• _Problem details_:
Pull out every line below that has the word "dark" in it.

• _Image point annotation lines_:
⁂
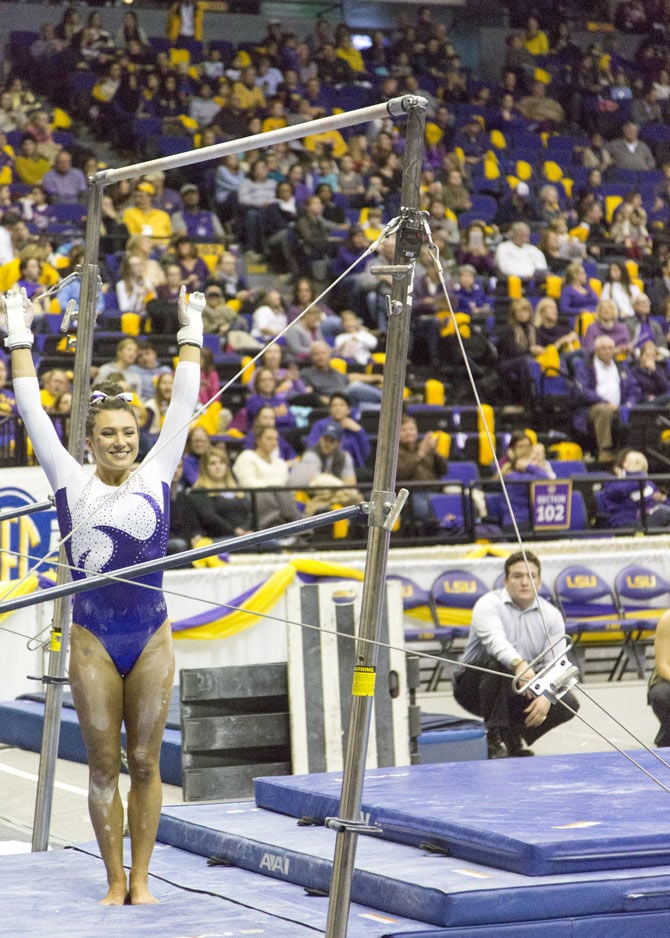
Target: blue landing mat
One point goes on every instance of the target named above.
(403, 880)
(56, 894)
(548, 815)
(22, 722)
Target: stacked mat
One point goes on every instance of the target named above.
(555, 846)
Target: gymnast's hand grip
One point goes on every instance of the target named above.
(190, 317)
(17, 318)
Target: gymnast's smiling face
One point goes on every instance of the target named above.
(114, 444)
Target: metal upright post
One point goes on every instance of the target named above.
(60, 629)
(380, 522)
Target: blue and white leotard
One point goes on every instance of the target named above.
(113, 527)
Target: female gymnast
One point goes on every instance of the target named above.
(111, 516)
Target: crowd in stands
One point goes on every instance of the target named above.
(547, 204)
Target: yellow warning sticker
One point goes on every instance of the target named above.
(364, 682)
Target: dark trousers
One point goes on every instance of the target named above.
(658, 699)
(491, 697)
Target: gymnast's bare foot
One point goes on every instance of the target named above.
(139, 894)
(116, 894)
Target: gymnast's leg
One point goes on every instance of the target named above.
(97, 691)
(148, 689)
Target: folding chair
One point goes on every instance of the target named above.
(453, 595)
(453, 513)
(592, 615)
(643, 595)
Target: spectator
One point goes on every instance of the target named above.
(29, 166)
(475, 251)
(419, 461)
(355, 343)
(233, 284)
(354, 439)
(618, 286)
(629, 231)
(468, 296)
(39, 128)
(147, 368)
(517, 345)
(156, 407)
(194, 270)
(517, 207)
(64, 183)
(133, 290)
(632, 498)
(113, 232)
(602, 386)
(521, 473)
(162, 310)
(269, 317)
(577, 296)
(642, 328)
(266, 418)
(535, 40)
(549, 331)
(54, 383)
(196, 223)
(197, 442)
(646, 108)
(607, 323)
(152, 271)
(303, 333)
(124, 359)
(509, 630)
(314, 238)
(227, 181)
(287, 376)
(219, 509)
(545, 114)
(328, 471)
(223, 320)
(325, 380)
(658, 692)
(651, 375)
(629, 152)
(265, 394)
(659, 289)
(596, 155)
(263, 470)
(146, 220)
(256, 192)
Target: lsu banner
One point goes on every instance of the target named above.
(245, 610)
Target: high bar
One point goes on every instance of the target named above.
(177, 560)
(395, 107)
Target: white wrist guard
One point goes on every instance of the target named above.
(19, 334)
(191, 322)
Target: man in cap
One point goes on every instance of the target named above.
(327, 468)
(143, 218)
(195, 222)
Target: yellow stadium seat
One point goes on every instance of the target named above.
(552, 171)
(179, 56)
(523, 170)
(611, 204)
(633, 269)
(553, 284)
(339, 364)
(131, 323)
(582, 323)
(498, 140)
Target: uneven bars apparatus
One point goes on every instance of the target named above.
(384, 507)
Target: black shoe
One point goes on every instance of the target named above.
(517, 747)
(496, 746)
⁂
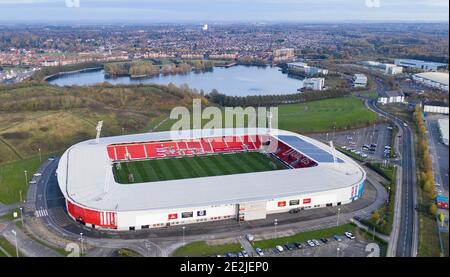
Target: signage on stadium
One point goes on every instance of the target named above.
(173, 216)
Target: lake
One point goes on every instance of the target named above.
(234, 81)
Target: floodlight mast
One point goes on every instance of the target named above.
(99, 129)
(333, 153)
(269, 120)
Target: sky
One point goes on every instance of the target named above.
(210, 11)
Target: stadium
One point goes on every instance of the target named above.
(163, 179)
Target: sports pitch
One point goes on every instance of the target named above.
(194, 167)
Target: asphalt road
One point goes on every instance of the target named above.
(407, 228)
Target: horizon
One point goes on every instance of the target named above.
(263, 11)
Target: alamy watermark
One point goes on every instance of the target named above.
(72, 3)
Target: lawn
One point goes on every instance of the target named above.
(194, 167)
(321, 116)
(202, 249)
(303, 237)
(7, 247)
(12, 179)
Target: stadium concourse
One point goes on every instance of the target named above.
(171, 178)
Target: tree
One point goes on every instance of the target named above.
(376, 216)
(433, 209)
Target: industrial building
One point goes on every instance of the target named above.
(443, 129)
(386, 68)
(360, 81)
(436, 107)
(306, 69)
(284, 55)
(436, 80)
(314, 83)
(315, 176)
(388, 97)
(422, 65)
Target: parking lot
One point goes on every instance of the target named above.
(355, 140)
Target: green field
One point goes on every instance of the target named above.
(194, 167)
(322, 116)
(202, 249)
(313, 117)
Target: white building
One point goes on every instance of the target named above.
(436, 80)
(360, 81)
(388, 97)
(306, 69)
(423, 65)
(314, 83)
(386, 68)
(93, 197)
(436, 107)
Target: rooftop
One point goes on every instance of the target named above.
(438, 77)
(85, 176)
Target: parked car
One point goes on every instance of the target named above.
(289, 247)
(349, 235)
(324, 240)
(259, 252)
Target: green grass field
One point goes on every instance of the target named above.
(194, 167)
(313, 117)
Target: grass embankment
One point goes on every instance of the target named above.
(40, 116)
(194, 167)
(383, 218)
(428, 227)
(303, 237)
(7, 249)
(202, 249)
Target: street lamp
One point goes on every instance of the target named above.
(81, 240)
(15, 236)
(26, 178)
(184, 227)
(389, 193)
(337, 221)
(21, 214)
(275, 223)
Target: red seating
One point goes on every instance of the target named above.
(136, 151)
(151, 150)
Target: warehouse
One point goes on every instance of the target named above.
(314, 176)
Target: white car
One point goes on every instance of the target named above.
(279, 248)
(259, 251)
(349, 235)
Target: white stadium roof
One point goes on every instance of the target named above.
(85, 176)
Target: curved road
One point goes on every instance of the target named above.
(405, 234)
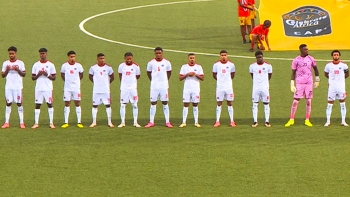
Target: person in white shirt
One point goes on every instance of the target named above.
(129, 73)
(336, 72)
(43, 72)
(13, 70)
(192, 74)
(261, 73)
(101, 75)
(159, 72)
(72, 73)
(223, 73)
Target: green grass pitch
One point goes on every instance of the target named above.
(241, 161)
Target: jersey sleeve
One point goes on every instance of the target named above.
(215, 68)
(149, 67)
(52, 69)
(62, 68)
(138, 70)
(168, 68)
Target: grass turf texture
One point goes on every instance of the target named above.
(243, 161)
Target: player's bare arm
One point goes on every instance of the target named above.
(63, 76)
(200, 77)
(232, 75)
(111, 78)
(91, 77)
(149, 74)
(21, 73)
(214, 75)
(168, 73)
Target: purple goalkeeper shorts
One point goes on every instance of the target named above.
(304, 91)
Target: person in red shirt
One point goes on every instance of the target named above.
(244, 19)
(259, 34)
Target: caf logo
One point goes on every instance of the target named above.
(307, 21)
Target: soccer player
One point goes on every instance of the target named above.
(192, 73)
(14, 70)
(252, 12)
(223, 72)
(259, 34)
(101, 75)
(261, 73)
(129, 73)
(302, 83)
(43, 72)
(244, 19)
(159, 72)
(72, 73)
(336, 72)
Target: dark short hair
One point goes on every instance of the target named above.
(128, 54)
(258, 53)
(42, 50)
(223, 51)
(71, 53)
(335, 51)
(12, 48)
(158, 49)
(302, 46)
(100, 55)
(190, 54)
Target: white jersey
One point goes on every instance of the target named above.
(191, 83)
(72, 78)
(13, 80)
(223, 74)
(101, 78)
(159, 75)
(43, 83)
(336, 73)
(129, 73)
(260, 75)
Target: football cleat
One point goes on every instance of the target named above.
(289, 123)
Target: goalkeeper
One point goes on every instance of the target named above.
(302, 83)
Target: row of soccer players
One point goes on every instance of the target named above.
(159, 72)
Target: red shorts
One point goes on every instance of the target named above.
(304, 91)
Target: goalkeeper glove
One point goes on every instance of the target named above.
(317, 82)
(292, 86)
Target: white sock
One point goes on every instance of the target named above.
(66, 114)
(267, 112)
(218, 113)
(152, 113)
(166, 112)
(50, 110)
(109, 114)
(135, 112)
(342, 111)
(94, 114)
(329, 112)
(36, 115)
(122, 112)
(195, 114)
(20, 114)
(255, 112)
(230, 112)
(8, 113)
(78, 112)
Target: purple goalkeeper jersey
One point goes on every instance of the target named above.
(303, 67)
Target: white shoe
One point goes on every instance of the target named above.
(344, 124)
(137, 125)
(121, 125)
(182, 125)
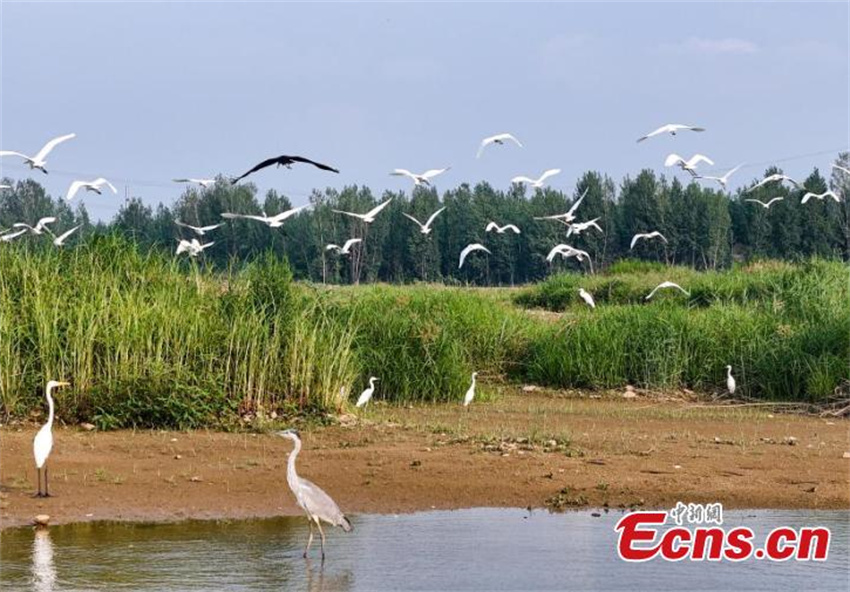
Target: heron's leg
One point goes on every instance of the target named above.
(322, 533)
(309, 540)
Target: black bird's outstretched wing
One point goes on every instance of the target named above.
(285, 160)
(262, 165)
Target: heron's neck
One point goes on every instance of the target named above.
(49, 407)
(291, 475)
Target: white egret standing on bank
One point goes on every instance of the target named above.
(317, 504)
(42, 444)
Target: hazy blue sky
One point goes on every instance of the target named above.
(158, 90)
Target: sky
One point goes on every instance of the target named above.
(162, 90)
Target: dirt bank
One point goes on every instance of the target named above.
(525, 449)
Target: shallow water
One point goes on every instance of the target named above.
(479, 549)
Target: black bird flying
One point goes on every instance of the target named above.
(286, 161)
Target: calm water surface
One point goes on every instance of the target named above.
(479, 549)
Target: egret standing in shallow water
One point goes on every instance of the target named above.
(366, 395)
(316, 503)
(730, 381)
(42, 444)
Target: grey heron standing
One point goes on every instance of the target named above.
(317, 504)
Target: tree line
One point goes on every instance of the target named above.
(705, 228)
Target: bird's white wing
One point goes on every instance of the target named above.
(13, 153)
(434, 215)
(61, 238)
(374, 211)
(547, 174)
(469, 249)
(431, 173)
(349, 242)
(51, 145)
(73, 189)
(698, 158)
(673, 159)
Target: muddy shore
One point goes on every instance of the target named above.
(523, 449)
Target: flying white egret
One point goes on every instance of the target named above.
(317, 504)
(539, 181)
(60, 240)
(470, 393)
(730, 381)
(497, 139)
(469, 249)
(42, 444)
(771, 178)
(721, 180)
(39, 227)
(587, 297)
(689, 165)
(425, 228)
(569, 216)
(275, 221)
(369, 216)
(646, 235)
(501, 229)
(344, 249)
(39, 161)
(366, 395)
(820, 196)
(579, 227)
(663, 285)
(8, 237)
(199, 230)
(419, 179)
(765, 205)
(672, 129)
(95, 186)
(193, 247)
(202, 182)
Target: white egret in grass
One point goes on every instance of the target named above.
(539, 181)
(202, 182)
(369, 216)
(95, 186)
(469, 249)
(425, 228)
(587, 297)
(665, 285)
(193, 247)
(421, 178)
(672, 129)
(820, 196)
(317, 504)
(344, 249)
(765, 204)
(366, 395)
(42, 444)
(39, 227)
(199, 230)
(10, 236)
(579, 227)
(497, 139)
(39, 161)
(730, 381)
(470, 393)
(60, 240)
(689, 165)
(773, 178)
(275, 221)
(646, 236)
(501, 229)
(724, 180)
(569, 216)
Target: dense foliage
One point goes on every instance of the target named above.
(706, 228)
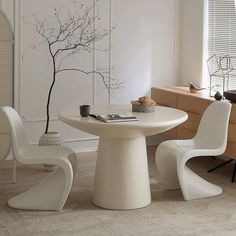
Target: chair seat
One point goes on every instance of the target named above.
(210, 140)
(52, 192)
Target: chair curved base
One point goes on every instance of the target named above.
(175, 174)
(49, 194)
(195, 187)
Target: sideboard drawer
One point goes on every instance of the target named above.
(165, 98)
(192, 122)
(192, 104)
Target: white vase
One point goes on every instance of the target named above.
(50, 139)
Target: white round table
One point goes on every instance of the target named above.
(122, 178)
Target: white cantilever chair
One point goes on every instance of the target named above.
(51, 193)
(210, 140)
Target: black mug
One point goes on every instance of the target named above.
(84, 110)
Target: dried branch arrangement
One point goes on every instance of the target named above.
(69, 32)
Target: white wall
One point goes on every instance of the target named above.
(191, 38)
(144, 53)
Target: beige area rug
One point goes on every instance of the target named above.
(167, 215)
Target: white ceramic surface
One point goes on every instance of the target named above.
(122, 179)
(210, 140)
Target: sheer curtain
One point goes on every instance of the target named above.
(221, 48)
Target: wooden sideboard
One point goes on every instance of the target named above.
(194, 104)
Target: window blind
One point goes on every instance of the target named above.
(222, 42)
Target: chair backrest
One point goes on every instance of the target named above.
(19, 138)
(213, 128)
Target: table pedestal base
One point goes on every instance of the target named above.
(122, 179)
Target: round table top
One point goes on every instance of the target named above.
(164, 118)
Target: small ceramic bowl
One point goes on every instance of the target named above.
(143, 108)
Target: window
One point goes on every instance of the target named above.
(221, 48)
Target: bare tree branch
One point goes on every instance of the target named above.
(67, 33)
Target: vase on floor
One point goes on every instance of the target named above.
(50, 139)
⁂
• _Written answer_:
Target: dark trousers
Target: dark short hair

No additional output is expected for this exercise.